SAINE and BRYSON: Facebook came to its senses about political advertising

FILE - This May 16, 2012 file photo shows the Facebook logo displayed on an iPad in Philadelphia. Facebook says it is lifting its ban on political and social-issue ads put in place after the 2020 U.S. presidential election. Political candidates, groups and others will be able to place such ads starting Thursday, March 3, 2021. (AP Photo/Matt Rourke, File)

Nonprofits and community groups across North Carolina had a communications lifeline restored last week when Facebook announced it was lifting its ban on political advertising, a ban put in place after the events of Jan. 6. Facebook’s overly broad definition of “political advertising” had swept up non-political groups in its wake, leaving average Americans without access to a key discussion forum.

At a time when Big Tech is getting hammered, Facebook’s decision deserves a thumbs-up. Now the public will again be able to reach audiences to speak about critical issues. Reaching out to one another is vital, particularly now, when the stakes are high. Gov. Roy Cooper’s pandemic orders have left businesses like gyms and bars unable to fully reopen and parents desperately trying to juggle jobs and their children’s schooling. As Americans are still practicing social distancing, online speech has become more critical than ever.

→ **To do**
- 1) Answer these questions about the column on Facebook's ad ban:
(a) In what city was the photo of the Facebook logo on an iPad taken?
(b) After what events was the ban on political advertising put in place?
(c) What kinds of businesses does the column say Gov. Roy Cooper's pandemic orders have left unable to fully reopen?
- 2) Echo the column on Facebook's ad ban word for word from "SAINE and BRYSON: Facebook" to "key discussion forum.".
Use only the column to answer.

→ **Entries provided**
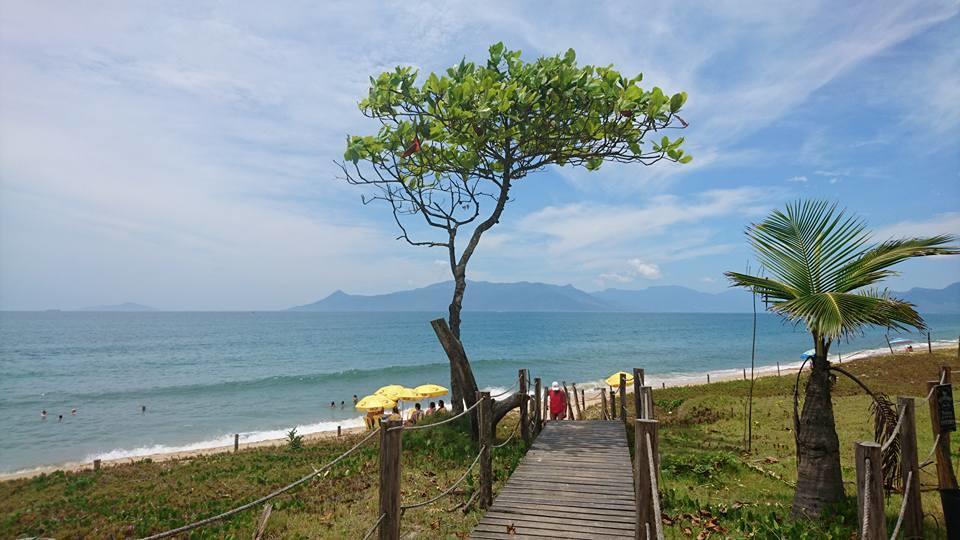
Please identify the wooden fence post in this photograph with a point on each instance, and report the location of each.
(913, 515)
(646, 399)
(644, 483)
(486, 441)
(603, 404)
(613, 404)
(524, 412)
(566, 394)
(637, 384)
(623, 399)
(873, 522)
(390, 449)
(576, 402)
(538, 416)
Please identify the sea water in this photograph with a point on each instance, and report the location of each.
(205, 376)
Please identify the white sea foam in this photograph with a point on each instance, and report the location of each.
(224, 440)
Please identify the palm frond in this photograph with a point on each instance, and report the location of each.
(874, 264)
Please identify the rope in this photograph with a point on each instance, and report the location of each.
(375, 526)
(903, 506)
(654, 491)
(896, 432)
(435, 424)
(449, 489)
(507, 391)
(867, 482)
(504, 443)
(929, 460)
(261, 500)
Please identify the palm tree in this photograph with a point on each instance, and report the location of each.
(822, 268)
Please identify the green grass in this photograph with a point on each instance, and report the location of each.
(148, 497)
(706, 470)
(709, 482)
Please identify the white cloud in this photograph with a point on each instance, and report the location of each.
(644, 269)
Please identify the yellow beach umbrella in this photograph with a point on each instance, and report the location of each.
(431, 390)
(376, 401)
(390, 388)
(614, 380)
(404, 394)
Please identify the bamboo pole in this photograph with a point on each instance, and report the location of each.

--

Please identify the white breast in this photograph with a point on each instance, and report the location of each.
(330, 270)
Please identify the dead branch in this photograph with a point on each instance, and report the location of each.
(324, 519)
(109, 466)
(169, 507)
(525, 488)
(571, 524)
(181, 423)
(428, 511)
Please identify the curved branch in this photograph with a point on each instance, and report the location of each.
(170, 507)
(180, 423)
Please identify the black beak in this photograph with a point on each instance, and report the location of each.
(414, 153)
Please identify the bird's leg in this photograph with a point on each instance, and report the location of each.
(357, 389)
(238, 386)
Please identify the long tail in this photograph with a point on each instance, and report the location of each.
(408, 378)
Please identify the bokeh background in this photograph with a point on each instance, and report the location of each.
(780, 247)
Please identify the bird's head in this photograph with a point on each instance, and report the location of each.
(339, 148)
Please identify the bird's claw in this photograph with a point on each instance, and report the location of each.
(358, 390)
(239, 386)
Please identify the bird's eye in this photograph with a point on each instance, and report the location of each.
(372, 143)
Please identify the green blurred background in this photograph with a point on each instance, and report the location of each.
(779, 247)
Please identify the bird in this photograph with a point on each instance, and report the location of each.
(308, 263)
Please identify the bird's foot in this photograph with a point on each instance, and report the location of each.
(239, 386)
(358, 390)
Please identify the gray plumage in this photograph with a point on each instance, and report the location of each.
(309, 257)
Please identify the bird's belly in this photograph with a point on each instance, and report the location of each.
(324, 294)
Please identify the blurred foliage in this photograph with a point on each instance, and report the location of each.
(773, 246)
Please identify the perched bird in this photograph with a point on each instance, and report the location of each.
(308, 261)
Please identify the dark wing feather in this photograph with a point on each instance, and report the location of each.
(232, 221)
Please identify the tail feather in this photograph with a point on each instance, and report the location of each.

---

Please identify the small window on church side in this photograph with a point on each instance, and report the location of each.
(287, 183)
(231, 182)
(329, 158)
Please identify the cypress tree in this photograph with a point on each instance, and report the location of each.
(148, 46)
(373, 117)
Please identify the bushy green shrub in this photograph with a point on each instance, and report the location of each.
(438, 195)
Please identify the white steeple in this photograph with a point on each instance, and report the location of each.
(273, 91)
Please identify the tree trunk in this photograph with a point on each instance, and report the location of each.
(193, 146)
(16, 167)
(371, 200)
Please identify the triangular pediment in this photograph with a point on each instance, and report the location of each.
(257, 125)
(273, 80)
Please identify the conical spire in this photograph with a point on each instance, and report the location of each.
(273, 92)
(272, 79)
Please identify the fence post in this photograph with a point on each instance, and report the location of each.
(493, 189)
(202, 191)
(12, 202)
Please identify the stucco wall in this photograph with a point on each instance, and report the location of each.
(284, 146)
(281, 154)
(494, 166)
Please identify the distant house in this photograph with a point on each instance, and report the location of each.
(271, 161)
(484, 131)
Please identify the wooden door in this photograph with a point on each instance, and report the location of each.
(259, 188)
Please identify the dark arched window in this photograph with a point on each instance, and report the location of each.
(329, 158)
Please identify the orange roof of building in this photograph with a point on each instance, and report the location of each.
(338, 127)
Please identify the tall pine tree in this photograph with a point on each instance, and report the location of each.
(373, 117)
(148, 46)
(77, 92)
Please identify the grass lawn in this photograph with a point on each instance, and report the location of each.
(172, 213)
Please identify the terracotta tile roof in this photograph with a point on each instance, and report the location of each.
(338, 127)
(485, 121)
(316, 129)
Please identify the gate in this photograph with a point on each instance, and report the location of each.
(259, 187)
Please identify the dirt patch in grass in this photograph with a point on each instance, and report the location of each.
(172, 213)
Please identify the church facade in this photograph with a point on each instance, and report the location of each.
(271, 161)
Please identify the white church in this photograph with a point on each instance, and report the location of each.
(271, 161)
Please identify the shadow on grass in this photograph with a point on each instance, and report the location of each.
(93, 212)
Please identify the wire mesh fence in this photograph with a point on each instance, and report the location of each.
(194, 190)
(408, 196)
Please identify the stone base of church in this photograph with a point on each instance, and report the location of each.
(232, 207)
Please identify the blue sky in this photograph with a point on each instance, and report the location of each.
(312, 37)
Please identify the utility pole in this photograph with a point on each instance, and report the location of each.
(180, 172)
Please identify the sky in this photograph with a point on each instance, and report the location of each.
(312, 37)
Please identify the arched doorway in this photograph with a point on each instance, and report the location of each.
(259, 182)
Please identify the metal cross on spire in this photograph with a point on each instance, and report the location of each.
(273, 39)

→ **Responses by task**
- 1)
(a) Philadelphia
(b) The events of Jan. 6
(c) Gyms and bars

- 2)
SAINE and BRYSON: Facebook came to its senses about political advertising

FILE - This May 16, 2012 file photo shows the Facebook logo displayed on an iPad in Philadelphia. Facebook says it is lifting its ban on political and social-issue ads put in place after the 2020 U.S. presidential election. Political candidates, groups and others will be able to place such ads starting Thursday, March 3, 2021. (AP Photo/Matt Rourke, File)

Nonprofits and community groups across North Carolina had a communications lifeline restored last week when Facebook announced it was lifting its ban on political advertising, a ban put in place after the events of Jan. 6. Facebook’s overly broad definition of “political advertising” had swept up non-political groups in its wake, leaving average Americans without access to a key discussion forum.